YOUR GOAL => What do the lines say from the one containing "Each instance of the thick" to the end of the records? Restate them word for word, and only those.

# # # # # # #

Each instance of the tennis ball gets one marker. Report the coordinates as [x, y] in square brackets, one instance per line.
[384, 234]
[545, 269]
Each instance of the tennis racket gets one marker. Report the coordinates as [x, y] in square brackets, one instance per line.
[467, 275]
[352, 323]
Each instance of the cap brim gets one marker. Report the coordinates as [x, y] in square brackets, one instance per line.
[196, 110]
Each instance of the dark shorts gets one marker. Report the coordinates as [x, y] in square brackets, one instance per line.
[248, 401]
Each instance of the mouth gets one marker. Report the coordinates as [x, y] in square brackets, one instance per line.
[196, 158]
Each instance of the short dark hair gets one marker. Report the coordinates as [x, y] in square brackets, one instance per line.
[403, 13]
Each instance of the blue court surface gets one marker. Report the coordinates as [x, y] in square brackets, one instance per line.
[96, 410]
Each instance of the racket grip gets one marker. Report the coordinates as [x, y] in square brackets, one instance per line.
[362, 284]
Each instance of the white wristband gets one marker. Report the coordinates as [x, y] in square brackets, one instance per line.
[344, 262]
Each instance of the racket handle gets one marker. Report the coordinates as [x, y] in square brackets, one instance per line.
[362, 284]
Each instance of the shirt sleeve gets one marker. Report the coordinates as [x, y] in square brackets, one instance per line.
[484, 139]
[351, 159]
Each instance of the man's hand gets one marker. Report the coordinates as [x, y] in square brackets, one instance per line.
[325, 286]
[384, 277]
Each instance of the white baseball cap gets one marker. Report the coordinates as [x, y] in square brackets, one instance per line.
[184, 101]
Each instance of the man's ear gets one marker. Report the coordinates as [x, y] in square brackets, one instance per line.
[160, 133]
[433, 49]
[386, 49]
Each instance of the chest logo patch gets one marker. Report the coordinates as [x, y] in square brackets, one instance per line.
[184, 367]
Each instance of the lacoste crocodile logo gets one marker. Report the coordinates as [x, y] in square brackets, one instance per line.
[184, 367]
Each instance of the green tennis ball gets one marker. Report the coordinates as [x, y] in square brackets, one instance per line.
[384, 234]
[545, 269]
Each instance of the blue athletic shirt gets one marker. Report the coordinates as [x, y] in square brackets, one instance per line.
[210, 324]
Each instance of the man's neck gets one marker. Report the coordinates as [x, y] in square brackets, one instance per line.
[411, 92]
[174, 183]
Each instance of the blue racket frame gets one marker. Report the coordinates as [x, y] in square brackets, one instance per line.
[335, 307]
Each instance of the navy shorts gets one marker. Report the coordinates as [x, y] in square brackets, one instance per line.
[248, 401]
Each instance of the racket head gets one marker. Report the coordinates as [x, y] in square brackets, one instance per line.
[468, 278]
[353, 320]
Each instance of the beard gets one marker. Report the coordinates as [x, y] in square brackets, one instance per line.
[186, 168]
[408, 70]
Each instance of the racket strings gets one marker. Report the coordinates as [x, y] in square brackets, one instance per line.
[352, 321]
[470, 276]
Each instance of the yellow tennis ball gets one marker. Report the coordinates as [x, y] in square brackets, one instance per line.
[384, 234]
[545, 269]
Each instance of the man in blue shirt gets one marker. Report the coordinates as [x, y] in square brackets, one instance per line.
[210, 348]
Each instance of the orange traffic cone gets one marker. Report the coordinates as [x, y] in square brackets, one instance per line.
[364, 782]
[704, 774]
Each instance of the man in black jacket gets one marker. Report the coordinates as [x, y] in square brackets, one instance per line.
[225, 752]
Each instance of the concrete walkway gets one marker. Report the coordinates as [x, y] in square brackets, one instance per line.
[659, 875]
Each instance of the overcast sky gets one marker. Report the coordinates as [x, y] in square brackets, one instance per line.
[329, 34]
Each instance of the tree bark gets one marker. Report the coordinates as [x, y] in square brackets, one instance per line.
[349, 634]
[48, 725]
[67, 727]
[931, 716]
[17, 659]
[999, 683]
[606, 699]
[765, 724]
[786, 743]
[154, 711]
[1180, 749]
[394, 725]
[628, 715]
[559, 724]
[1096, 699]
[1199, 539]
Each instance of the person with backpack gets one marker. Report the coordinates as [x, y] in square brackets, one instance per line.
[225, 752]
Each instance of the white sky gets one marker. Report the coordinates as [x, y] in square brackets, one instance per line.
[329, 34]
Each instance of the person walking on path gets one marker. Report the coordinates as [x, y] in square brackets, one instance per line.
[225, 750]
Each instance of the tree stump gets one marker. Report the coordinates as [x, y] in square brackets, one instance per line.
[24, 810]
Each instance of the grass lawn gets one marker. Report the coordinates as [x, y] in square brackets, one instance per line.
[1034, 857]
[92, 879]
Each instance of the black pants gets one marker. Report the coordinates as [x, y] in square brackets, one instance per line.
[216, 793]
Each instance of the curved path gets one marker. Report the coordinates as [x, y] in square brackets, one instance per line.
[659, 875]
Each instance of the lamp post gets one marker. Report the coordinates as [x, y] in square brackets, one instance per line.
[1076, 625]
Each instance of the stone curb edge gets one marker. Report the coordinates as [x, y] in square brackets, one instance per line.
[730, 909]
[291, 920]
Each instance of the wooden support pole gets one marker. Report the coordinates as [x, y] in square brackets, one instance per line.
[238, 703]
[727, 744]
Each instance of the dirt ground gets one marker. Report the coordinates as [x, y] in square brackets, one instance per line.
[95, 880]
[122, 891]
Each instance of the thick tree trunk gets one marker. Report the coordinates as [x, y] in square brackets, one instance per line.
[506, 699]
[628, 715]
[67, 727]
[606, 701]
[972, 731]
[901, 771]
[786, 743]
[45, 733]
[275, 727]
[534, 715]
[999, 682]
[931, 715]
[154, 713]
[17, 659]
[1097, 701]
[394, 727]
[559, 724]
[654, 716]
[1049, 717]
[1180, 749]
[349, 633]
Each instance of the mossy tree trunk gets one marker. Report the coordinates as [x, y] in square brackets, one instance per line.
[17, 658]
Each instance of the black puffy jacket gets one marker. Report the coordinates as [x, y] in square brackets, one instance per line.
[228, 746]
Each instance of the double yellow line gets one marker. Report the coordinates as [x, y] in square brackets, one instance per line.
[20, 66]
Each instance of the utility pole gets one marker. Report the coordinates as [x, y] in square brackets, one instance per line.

# # # # # # #

FULL ANSWER =>
Each instance of the thick tree trunk gets one marker. Report the coordinates as [x, y] in square brackets, one instance per line.
[506, 699]
[628, 715]
[67, 727]
[606, 701]
[972, 731]
[901, 771]
[786, 743]
[45, 733]
[275, 727]
[534, 715]
[999, 682]
[931, 715]
[154, 713]
[17, 659]
[1097, 701]
[394, 727]
[559, 724]
[654, 716]
[1049, 717]
[1180, 749]
[349, 633]
Each instance of the mossy tree trunk gets one marker. Report the coordinates as [x, y] in square brackets, one instance per line.
[17, 658]
Each instance of the black puffy jacket gets one marker. Report the coordinates as [x, y] in square brackets, one instance per line.
[228, 746]
Each instance of the double yellow line gets one marker. Report the coordinates as [x, y] in square brackets, one instance per line.
[20, 66]
Each instance of the utility pole gets one marker. Report the coordinates as [x, y] in square brackets, one instance per line.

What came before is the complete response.